### Zitierter Urteilsauszug

Die Revision der Kläger gegen das Urteil des 11. Zivilsenats des Oberlandesgerichts Hamm vom 14. Juni 2013 wird zurückgewiesen.
Die Kosten des Revisionsverfahrens haben die Klägerin zu 1 zu 2/5 und der Kläger zu 2 zu 3/5 zu tragen.
Von Rechts wegen

Tatbestand

1
Die Kläger machen gegen die beklagte Stadt Ersatzansprüche geltend, weil ihnen durch zwei Ordnungsverfügungen der Betrieb einer Sportwettenannahmestelle untersagt wurde.
2
Zunächst unterhielt die Klägerin zu 1 im Gebiet der Beklagten eine solche Annahmestelle und vermittelte dort ab dem 30. November 2006 auf Grund eines Geschäftsbesorgungsvertrags Sportwetten für ein in Gibraltar ansässiges und durch die dortige Regierung lizenziertes Unternehmen.
3
Mit Ordnungsverfügung vom 18. Januar 2007 untersagte die Beklagte der Klägerin zu 1 unter Anordnung der sofortigen Vollziehung den Betrieb der Annahmestelle. Die Klägerin zu 1 erhob gegen diese Verfügung Widerspruch, der später zurückgewiesen wurde. Ein Antrag auf Wiederherstellung der aufschiebenden Wirkung des Rechtsbehelfs beim Verwaltungsgericht blieb ebenso ohne Erfolg wie der Widerspruch der Klägerin zu 1 gegen die Festsetzung eines Zwangsgelds von 10.000 € und dessen Beitreibung sowie gegen die Androhung eines weiteren Zwangsgeldes von 20.000 €. Daraufhin stellte die Klägerin zu 1 am 16. März 2007 den Vermittlungsbetrieb ein und meldete wenige Monate später ihr Gewerbe ab.

### Bereitgestellte Auflistung
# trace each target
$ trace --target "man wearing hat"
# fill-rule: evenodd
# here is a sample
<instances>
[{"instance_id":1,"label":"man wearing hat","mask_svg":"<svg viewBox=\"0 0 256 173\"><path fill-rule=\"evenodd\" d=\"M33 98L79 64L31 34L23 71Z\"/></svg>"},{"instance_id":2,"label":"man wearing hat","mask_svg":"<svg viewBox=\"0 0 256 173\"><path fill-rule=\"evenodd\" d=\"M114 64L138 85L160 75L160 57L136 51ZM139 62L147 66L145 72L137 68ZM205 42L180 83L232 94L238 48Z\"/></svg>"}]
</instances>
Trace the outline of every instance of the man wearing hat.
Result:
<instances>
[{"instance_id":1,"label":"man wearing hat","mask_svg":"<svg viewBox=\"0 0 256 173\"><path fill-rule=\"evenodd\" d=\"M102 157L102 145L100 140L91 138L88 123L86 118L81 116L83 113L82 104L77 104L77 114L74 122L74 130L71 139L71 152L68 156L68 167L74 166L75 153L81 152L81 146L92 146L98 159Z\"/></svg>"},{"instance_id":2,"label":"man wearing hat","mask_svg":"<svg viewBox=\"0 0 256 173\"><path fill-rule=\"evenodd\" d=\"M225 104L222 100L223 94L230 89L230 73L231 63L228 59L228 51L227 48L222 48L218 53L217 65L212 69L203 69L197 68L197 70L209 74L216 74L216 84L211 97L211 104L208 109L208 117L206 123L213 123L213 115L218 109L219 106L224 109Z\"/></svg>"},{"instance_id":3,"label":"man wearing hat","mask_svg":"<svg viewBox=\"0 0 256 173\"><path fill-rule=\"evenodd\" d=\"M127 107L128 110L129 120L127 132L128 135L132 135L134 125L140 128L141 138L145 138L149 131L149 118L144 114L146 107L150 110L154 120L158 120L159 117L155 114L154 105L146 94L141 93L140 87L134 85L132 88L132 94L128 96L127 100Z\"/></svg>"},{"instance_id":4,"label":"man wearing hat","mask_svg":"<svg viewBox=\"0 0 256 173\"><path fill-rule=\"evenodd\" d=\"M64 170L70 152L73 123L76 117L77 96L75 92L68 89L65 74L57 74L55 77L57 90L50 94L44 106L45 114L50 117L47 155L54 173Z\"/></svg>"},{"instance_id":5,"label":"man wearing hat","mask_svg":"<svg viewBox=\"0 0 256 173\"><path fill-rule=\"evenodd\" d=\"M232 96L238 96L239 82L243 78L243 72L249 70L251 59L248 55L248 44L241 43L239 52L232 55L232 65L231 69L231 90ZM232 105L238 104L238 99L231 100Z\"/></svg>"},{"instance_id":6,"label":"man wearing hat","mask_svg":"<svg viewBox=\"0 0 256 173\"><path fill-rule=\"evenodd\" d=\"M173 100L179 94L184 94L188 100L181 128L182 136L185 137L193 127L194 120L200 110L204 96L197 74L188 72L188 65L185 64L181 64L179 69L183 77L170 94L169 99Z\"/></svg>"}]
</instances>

### Aufgabe A
Nennen Sie sämtliche Kalenderdaten, die im Urteilsauszug vorkommen.
### Aufgabe B
Wo ist laut Urteilsauszug das Unternehmen ansässig, für das die Klägerin zu 1 Sportwetten vermittelte?
### Aufgabe C
Führen Sie den Urteilsauszug zur untersagten Sportwettenannahmestelle im Anschluss an seinen letzten Satz fort.
Die Auflistung ist eigenständiges Material und gehört nicht zum Urteilsauszug.

### Schriftliche Antwort A
14. Juni 2013, 30. November 2006, 18. Januar 2007, 16. März 2007

### Schriftliche Antwort B
In Gibraltar.

### Schriftliche Antwort C
4
Ab dem 21. August 2007 betrieb sodann der Kläger zu 2 in denselben Betriebsräumen die Sportwettenvermittlung. Dies wurde ihm mit sofort vollziehbarer Ordnungsverfügung der Beklagten vom Folgetag untersagt. Nach einer Zwangsgeldfestsetzung in Höhe von 20.000 € und Androhung eines weiteren Zwangsgelds von 30.000 € sowie der erfolglosen Durchführung von Widerspruchsverfahren stellte der Kläger zu 2 den Vermittlungsbetrieb am 4. September 2007 ein und meldete das Gewerbe am 14. Februar 2008 ab. Ab Februar 2008 wurde das Geschäftslokal weiterverpachtet.
5
Mit an die Bezirksregierungen gerichtetem Erlass vom 31. März 2006 hatte das Innenministerium des Landes Nordrhein-Westfalen unter Bezugnahme auf das zur Verfassungsmäßigkeit des Sportwettenmonopols ergangene Urteil des Bundesverfassungsgerichts vom 28. März 2006 ausgeführt, die Veranstaltung und Vermittlung privater Sportwetten sei in Nordrhein-Westfalen ebenso wie in anderen Bundesländern verboten und nicht erlaubnisfähig. Wer hiergegen verstoße, müsse mit strafrechtlicher Verfolgung rechnen. Das Ministerium bat, die bis zur Entscheidung des Bundesverfassungsgerichts ausgesetzten Ordnungsverfügungen zügig zu vollstrecken. Soweit noch keine Unterlassungsverfügungen ergangen seien, werde gebeten, solche unverzüglich zu erlassen und gegebenenfalls parallel strafprozessuale Maßnahmen zu veranlassen.
6
Die Bevollmächtigten der Kläger, die diese wegen gleichartiger Untersagungsverfügungen auch gegenüber anderen Kommunen vertraten, erhielten auf Anfrage mit Schreiben des Innenministeriums vom 11. November 2010 die Auskunft, der Erlass vom 31. März 2006 habe Weisungscharakter für die Ordnungsbehörden in Nordrhein-Westfalen.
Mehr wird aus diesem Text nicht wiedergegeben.